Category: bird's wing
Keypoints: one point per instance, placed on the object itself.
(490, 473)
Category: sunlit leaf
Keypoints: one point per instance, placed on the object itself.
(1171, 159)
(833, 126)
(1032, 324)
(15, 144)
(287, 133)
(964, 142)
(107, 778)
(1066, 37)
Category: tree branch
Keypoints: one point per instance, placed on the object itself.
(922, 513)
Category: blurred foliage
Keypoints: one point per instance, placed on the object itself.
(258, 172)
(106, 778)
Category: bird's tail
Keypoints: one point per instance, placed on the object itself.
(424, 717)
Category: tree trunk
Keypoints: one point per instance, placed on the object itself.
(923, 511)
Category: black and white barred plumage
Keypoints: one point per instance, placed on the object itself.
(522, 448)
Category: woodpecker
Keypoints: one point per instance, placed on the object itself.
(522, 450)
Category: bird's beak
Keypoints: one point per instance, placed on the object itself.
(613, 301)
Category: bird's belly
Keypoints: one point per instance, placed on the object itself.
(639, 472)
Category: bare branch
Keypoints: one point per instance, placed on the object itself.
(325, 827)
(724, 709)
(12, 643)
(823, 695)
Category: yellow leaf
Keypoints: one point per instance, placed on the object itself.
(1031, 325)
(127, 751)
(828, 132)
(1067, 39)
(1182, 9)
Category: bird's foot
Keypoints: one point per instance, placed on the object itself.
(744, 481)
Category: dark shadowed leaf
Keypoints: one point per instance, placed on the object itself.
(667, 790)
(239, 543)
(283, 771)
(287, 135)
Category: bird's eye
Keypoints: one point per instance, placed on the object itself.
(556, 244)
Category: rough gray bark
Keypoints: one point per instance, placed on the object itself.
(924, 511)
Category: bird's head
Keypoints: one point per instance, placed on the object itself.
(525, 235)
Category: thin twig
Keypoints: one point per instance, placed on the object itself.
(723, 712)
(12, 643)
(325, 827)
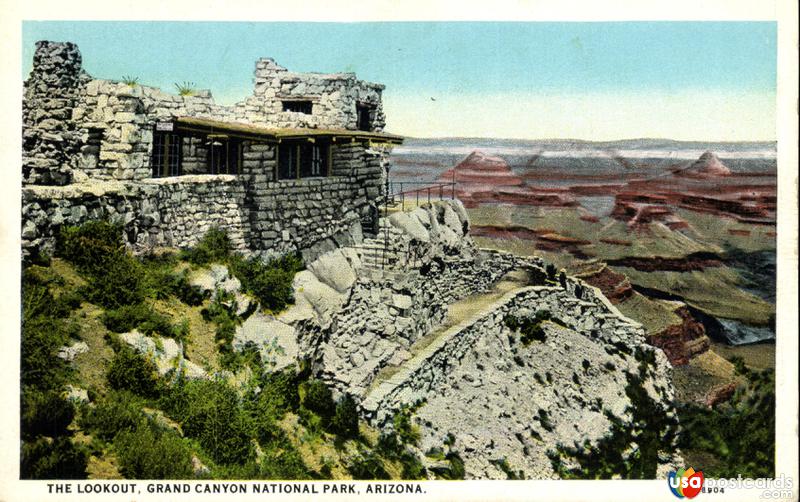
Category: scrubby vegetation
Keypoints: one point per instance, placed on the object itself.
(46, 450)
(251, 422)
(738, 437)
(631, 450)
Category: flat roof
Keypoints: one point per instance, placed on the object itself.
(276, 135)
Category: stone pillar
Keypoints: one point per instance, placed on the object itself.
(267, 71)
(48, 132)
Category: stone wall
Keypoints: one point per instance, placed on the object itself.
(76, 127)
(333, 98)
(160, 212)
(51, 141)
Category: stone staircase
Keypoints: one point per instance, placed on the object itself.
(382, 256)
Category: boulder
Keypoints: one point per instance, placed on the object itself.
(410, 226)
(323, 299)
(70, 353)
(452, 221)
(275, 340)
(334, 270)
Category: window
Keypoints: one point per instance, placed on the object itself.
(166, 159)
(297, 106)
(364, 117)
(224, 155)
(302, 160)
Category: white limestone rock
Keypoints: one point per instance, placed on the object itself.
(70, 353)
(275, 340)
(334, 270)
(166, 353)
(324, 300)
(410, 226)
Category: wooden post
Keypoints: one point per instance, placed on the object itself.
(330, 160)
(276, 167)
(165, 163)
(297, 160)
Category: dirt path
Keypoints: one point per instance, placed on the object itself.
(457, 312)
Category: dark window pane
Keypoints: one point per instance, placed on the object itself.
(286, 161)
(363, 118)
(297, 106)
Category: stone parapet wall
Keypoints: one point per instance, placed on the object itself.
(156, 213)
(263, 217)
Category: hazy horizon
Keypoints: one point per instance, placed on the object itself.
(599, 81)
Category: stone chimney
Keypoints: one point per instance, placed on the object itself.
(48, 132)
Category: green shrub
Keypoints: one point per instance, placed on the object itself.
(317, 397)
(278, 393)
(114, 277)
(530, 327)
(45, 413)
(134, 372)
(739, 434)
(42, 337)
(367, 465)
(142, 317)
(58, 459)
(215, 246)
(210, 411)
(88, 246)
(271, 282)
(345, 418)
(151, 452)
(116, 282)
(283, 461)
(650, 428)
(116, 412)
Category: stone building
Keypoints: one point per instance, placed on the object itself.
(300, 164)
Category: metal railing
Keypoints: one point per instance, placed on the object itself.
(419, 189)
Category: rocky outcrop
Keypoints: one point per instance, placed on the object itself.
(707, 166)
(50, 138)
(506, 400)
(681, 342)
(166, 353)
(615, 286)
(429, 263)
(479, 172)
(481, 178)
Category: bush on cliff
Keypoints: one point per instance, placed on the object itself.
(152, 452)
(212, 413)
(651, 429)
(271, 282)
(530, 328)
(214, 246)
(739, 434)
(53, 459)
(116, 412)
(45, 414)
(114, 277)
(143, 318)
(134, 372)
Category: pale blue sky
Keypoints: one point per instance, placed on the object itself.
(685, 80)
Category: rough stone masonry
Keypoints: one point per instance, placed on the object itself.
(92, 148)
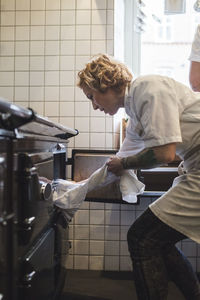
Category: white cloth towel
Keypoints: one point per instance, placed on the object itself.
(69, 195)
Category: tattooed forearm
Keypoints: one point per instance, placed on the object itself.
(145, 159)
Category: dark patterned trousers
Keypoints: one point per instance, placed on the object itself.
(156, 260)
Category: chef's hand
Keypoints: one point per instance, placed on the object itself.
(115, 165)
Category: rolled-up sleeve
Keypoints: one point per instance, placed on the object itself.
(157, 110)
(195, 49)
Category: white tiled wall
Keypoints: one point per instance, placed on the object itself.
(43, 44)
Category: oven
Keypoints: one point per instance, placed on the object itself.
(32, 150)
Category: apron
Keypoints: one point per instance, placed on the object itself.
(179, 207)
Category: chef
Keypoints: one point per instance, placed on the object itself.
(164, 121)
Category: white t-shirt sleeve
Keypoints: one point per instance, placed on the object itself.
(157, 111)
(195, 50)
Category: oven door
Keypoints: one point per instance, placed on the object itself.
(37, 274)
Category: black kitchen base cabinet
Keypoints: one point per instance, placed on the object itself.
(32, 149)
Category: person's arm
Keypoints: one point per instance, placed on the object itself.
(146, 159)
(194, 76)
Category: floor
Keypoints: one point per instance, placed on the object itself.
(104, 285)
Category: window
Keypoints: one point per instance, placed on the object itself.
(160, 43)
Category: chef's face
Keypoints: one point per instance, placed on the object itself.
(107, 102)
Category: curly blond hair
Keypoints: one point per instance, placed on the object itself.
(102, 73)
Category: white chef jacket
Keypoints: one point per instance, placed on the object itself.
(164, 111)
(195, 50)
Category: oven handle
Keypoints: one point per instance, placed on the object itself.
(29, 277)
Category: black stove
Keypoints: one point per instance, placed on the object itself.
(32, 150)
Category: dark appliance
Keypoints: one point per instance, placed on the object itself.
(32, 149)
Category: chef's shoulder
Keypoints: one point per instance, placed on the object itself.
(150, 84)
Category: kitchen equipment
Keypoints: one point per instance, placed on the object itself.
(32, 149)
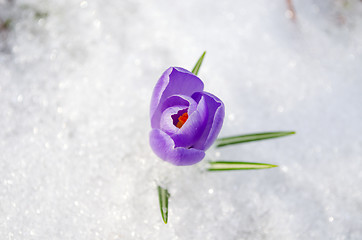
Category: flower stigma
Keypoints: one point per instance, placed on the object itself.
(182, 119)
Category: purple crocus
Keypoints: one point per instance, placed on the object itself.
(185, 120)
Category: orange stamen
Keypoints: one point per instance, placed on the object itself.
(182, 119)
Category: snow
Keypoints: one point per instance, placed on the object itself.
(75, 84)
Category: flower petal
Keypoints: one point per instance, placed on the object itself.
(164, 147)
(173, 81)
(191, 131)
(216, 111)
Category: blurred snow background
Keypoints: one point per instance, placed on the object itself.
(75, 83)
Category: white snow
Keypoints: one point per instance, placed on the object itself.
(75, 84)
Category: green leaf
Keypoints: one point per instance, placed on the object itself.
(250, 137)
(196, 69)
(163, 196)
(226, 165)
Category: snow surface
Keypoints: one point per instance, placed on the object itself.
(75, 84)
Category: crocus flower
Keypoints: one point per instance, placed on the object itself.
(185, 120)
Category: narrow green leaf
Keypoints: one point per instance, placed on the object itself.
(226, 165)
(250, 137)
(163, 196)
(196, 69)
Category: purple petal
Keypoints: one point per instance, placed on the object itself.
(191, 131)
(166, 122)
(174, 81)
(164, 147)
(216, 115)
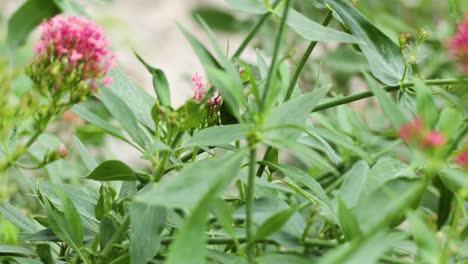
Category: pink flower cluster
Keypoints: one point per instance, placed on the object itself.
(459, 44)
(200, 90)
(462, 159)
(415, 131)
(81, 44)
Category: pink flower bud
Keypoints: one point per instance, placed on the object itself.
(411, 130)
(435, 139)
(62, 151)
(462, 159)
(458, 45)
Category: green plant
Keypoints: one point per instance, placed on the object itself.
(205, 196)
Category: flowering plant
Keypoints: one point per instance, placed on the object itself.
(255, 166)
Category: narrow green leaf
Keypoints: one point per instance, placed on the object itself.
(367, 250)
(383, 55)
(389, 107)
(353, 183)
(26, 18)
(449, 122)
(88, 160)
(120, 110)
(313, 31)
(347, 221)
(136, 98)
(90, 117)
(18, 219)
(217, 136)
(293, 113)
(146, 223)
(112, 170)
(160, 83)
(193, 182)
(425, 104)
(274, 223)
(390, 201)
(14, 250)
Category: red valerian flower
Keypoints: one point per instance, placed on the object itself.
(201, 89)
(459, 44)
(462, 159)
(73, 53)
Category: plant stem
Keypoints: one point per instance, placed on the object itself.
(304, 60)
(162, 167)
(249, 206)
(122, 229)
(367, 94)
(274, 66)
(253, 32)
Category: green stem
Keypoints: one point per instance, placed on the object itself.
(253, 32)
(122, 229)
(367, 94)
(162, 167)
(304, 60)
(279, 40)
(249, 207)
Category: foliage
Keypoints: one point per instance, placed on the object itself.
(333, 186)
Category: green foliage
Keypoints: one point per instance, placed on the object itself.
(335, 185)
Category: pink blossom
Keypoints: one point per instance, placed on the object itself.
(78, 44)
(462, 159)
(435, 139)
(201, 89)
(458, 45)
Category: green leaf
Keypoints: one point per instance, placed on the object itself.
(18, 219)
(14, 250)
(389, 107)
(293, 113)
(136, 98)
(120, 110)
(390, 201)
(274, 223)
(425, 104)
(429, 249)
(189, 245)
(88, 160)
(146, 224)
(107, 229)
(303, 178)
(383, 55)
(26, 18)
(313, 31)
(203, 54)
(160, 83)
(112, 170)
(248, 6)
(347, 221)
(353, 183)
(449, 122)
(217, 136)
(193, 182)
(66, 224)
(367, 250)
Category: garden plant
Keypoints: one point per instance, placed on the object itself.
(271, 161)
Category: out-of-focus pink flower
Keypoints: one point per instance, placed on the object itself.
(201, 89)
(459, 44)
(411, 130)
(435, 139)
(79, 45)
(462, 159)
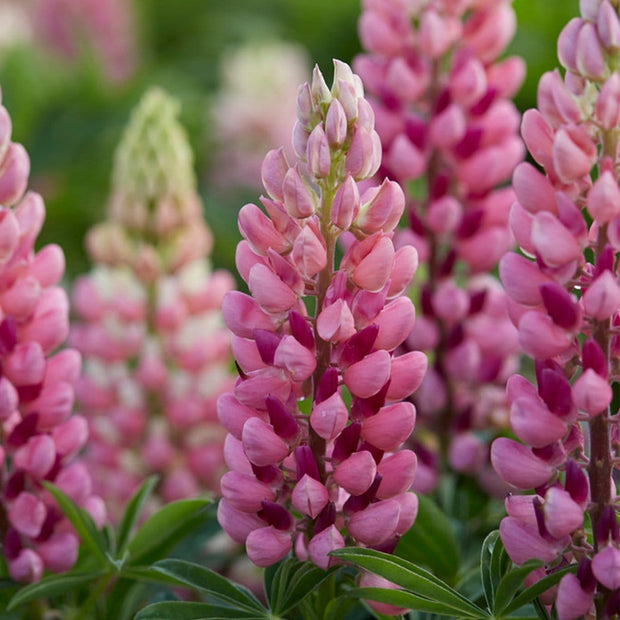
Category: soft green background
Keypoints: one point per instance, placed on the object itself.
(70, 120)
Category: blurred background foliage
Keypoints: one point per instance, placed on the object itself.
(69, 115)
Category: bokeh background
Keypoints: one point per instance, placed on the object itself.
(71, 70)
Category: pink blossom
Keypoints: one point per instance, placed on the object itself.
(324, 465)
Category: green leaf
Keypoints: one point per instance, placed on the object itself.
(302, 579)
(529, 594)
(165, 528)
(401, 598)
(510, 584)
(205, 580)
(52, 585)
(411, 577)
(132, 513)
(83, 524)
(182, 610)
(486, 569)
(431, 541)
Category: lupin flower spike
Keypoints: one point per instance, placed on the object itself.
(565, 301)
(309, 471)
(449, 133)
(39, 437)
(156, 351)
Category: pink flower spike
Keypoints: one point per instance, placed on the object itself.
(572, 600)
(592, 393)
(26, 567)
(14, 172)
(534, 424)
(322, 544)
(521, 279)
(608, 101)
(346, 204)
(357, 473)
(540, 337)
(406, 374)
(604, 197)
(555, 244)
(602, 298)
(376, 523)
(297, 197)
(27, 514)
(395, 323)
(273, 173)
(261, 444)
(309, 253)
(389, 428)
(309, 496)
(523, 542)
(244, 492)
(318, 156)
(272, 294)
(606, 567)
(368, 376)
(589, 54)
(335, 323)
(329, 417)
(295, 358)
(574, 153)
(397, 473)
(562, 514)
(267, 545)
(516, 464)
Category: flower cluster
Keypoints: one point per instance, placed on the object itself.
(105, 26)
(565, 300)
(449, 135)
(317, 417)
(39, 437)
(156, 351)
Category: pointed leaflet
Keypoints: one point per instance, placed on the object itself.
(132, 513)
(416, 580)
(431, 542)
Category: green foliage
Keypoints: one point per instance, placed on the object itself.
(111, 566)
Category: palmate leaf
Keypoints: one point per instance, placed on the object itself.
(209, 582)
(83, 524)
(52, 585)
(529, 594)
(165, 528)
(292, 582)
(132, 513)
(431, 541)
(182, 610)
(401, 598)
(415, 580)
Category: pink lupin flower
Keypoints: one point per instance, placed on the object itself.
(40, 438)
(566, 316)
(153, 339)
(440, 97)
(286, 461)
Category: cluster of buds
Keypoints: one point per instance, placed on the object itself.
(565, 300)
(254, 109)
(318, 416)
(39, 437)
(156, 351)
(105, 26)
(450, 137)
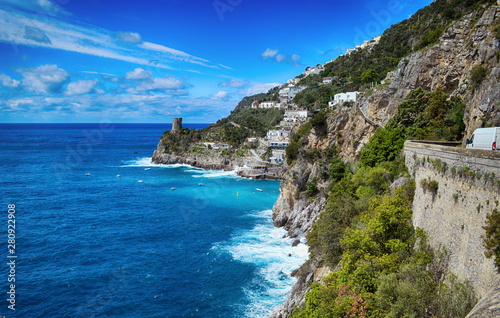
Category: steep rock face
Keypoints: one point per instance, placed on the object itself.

★ ★ ★ ★

Exercise task = Every line from the one containing "Category: flower cluster" through the end of the data above should be copied exactly; nothing else is copied, and pictures are omitted.

Finished task =
Category: flower cluster
Keypoints: one point per instance, placed on the object itself.
(105, 26)
(565, 300)
(449, 135)
(317, 417)
(39, 437)
(156, 351)
Category: pointed leaflet
Keypoints: one point per instance, placed on the object itself.
(132, 513)
(416, 580)
(431, 542)
Category: green foliage
Keypoints: one point per instance, placed on the object itself.
(111, 566)
Category: palmate leaf
Keypoints: one point per instance, placed on the object itself.
(209, 582)
(83, 524)
(52, 585)
(529, 594)
(165, 528)
(292, 582)
(132, 513)
(431, 541)
(182, 610)
(401, 598)
(415, 580)
Category: pink lupin flower
Keypoints: one point per instance, placed on the object itself.
(40, 438)
(566, 316)
(153, 339)
(440, 97)
(286, 461)
Category: cluster of buds
Keypoints: one point per instance, placed on the object itself.
(565, 300)
(254, 109)
(318, 416)
(39, 437)
(156, 351)
(105, 26)
(450, 137)
Category: steep rock face
Keypoints: one point per instance, placed on the object itself.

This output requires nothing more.